**** PAGE TEXT ****
Prometheus Histograms. Run that past me again?

I recently found myself in the position where I needed to do some detailed analysis of how long things were taking in a distributed software system. This is a solved problem from the community’s point of view with tools like Prometheus.

This blog post assumes you are familiar with the different types of metric Prometheus has to offer and are aware of the fact that real-time, dynamic values can be measured using histograms or summaries.

Having read about the difference between histograms and summaries, I found myself thinking, “run that past me again?”. In other words, I still had no idea what the difference was and was very much in the dark when it came to making an enlightened choice about how to instrument my application and start querying the results.

This post is a summary (excuse the pun) of what I subsequently learnt about histograms and how they can be used. If you’re already a Prometheus black-belt, read no further. If you still don’t know what I’m talking about, read on!
**** ROWS ****
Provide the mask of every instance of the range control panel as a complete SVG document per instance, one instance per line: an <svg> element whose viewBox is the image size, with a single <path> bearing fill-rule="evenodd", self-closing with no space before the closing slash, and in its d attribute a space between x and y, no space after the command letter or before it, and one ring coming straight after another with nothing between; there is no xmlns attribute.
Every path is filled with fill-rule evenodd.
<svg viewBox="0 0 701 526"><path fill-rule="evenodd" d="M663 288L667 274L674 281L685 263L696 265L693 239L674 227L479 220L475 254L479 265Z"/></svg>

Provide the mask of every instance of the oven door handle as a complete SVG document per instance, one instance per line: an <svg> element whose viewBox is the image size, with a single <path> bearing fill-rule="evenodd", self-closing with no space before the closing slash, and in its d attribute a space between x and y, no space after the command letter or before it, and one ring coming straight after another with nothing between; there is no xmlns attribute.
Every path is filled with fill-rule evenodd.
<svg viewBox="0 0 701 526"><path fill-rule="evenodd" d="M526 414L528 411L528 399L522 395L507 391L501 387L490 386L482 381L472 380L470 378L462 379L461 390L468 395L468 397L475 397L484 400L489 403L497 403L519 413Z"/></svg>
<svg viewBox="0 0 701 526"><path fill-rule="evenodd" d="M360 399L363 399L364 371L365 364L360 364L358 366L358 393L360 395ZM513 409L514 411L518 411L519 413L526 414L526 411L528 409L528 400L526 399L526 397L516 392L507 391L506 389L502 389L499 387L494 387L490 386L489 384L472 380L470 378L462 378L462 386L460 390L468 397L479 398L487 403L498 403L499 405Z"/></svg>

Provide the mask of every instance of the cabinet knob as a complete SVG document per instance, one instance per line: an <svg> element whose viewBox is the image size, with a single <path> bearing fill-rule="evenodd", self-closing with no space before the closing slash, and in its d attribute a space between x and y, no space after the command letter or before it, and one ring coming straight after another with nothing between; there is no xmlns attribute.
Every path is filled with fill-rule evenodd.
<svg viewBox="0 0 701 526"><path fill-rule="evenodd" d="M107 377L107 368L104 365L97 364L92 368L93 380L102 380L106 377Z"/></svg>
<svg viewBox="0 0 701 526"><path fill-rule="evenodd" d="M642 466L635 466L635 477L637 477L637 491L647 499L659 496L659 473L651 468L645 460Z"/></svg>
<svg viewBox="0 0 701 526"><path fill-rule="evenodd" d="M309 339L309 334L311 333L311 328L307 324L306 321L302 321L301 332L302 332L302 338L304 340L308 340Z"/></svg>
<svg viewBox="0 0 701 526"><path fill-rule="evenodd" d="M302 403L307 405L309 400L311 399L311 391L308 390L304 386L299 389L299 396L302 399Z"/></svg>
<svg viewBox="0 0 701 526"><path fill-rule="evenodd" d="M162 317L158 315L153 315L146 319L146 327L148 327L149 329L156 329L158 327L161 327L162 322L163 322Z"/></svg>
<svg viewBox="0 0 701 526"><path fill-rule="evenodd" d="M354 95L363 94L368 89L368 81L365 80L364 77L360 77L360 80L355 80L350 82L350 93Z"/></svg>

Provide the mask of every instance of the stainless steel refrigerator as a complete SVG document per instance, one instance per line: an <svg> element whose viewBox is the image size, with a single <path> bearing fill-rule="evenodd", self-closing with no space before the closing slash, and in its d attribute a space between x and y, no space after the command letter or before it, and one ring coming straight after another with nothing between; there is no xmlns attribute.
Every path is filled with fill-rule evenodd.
****
> _PROBLEM DETAILS_:
In the blog post on Prometheus histograms, rewrite everything from "I recently found" down to "using histograms or summaries.", substituting "Graphite" for "Prometheus". The items play no part in this.

> _ANSWER IN FULL_:
I recently found myself in the position where I needed to do some detailed analysis of how long things were taking in a distributed software system. This is a solved problem from the community’s point of view with tools like Graphite.

This blog post assumes you are familiar with the different types of metric Graphite has to offer and are aware of the fact that real-time, dynamic values can be measured using histograms or summaries.